> [Written instruction]:
Starting at the top of the entries and going through the line containing "[[120, 116], [7, 173], [71, 121], [113, 165]]", write them out as a two-column CSV with the header row task,answer. Give one row per entry with its text and its answer, each in its own double-quoted field and with line breaks turned into spaces.
***** Dataset rows *****
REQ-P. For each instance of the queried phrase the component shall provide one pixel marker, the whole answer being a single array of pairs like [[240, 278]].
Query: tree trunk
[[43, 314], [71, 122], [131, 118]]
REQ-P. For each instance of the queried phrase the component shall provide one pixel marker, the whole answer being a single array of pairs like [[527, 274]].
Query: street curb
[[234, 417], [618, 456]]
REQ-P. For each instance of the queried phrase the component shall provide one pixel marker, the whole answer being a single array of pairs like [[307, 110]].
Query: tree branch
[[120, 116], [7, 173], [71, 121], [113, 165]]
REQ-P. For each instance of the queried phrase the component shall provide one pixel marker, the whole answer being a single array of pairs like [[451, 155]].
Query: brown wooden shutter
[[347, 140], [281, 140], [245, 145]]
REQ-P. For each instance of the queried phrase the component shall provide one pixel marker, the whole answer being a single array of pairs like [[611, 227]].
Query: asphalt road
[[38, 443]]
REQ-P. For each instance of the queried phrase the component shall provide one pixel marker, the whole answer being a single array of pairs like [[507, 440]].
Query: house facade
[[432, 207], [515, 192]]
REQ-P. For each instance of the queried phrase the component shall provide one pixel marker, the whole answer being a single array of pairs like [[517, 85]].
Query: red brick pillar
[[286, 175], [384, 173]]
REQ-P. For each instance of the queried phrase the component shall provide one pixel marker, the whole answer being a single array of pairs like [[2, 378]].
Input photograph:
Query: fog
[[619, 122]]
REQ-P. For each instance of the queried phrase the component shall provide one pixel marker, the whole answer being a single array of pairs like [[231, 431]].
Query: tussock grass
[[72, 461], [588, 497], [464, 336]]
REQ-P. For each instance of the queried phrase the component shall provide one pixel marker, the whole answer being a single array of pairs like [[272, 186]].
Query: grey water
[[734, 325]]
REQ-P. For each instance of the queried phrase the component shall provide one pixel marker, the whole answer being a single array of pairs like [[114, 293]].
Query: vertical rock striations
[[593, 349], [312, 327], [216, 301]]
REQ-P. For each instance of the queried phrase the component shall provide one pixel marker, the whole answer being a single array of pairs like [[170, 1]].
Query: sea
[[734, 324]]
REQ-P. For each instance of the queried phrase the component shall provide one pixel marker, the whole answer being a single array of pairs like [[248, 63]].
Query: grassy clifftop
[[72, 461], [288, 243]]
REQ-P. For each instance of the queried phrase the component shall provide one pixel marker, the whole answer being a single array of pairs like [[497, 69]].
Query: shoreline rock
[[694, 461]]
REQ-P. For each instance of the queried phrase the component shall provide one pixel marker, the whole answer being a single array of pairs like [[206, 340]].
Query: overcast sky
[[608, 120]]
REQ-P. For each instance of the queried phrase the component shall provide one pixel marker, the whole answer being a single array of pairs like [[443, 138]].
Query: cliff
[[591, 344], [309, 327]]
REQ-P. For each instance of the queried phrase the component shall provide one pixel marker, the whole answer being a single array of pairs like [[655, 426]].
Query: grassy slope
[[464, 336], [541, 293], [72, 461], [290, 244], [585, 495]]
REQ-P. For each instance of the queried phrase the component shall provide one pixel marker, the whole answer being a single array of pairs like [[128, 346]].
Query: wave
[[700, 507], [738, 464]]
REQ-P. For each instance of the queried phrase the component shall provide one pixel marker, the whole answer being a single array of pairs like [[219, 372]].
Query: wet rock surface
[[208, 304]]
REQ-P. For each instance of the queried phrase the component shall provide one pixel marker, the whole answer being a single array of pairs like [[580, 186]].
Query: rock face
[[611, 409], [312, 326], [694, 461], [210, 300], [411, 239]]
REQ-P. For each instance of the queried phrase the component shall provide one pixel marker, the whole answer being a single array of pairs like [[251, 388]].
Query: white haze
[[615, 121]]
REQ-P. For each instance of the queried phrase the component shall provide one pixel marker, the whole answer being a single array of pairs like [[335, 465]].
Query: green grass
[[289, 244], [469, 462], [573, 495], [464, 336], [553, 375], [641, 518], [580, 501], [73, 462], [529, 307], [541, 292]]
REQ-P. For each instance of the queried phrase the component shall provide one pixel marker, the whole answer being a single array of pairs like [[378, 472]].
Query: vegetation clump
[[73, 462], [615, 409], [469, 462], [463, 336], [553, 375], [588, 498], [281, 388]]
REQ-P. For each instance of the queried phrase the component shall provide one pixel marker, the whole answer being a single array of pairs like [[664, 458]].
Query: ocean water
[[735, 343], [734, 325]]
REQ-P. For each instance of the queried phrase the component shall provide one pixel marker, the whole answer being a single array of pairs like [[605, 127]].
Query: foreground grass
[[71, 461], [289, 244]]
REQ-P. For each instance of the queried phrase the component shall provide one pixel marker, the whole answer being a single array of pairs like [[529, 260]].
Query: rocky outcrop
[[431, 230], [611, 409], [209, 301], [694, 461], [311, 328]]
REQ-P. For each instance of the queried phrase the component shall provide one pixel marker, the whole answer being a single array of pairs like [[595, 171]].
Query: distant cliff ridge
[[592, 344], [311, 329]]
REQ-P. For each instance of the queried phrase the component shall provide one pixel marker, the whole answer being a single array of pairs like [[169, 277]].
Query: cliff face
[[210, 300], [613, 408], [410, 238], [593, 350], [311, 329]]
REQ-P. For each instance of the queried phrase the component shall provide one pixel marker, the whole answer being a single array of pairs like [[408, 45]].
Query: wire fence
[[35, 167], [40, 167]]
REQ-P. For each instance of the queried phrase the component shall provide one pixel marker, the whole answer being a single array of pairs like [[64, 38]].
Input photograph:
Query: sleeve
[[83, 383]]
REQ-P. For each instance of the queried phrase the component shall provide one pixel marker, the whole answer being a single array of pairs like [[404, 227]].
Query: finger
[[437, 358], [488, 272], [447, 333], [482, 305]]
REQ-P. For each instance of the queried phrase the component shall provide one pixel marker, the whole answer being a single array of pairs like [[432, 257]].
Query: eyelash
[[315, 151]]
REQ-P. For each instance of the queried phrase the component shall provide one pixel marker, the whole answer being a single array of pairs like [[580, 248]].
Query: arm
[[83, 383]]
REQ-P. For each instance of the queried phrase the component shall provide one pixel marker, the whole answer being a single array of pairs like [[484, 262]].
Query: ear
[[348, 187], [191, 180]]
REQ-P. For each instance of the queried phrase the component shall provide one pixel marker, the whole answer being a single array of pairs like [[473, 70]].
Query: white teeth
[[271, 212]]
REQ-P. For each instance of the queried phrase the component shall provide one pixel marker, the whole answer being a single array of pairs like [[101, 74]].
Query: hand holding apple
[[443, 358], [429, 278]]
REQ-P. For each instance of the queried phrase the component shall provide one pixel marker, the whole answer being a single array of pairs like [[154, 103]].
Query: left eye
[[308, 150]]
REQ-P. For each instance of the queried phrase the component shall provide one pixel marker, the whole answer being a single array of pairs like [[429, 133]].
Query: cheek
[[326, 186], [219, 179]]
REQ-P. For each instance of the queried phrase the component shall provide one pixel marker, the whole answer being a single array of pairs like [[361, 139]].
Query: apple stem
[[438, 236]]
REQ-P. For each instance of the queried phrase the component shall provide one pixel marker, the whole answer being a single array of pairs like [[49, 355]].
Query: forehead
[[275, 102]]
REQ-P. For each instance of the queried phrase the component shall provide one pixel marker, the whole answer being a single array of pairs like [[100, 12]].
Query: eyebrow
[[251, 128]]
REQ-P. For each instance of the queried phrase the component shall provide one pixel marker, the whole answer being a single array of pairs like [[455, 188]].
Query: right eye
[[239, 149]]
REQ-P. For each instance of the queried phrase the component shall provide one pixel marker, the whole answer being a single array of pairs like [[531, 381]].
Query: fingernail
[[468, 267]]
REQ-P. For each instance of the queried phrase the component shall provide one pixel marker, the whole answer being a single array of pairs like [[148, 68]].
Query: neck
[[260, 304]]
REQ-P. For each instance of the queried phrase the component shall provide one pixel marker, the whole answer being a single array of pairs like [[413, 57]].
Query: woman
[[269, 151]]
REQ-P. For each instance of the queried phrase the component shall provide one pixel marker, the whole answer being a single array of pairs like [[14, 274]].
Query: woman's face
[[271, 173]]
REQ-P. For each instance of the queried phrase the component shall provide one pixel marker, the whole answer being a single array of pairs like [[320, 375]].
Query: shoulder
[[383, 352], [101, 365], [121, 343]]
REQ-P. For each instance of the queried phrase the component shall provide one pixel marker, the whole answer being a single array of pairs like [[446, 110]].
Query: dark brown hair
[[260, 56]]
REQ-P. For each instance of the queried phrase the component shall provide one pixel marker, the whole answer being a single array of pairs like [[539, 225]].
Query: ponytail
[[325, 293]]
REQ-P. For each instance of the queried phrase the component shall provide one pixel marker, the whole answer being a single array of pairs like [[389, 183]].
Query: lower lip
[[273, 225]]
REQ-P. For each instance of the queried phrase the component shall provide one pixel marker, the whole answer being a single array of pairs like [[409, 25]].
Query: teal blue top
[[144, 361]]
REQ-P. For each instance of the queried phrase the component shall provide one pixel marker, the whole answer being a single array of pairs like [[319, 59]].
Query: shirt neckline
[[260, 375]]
*****
> [Result below]:
task,answer
"REQ-P. For each instance of the queried phrase the component shall provide one pixel marker, the whole answer being a single array of pairs like [[240, 278]]. Query: tree trunk","[[43, 314], [71, 122], [131, 118]]"
"REQ-P. For each instance of the queried phrase the component shall provide one pixel marker, the whole answer being a single array of pairs like [[527, 274]]. Query: street curb","[[234, 417], [618, 456]]"
"REQ-P. For each instance of the queried phrase the component shall provide one pixel marker, the whole answer being a single array of pairs like [[307, 110]]. Query: tree branch","[[120, 116], [7, 173], [71, 121], [113, 165]]"